| Challenge |
Summarize the tornado safety text in two sentences.

| Excerpt |
(begin)

A massive tornado barreled down on 4-year-old Aria and her classmates in Moore, OK in 2013. Watch what happened and then listen to a new song young survivors recorded to help keep other kids safe.
10 Tornado Safety Tips to Keep Kids Safe
A tornado is a narrow, violently rotating column of air that extends from a thunderstorm to the ground. It’s important that children, families and communities understand how to stay safe during a tornado as they can be deadly and cause wide spread destruction.
Tornadoes are more common in the United States than any other country in the world. While tornadoes have been documented in every state, some regions and states are far more prone to being affected. It's also important to remember that tornadoes can happen at any time of year.
Here, our experts share 10 tornado safety tips to help families and communities should one occur.

(end)

| Supplied information |
(begin)

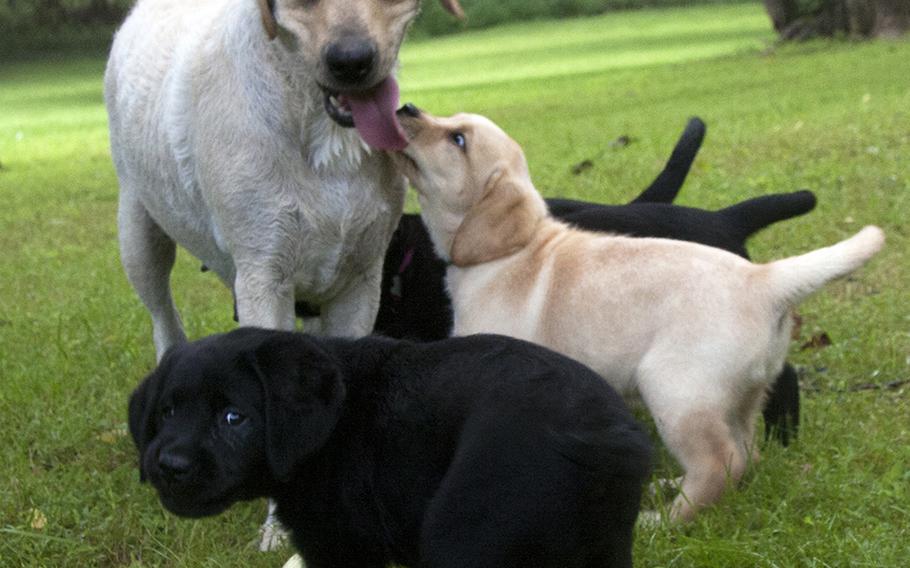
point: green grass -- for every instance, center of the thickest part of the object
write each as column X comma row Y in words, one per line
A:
column 831, row 117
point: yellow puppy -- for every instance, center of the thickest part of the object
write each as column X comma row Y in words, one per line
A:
column 699, row 333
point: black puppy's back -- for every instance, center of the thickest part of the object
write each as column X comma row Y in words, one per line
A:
column 477, row 451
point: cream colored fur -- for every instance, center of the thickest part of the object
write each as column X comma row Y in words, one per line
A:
column 222, row 145
column 697, row 332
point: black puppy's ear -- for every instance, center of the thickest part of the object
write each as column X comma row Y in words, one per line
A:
column 304, row 392
column 144, row 403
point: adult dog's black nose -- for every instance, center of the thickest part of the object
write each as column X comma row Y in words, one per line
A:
column 174, row 467
column 409, row 110
column 350, row 61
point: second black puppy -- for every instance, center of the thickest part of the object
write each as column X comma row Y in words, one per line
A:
column 481, row 451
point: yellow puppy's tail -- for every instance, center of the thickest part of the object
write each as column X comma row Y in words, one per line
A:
column 792, row 279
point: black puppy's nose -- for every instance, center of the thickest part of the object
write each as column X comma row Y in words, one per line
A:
column 174, row 467
column 410, row 110
column 350, row 61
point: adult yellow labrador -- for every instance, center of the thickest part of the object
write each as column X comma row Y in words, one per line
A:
column 699, row 333
column 228, row 125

(end)

| Result of the task |
A tornado is a narrow, violently rotating column of air reaching from a thunderstorm to the ground, and because tornadoes can be deadly and cause widespread destruction, children, families and communities need to understand how to stay safe. Tornadoes are more common in the United States than in any other country, have been documented in every state, and can happen at any time of year, so experts share 10 safety tips to help families and communities.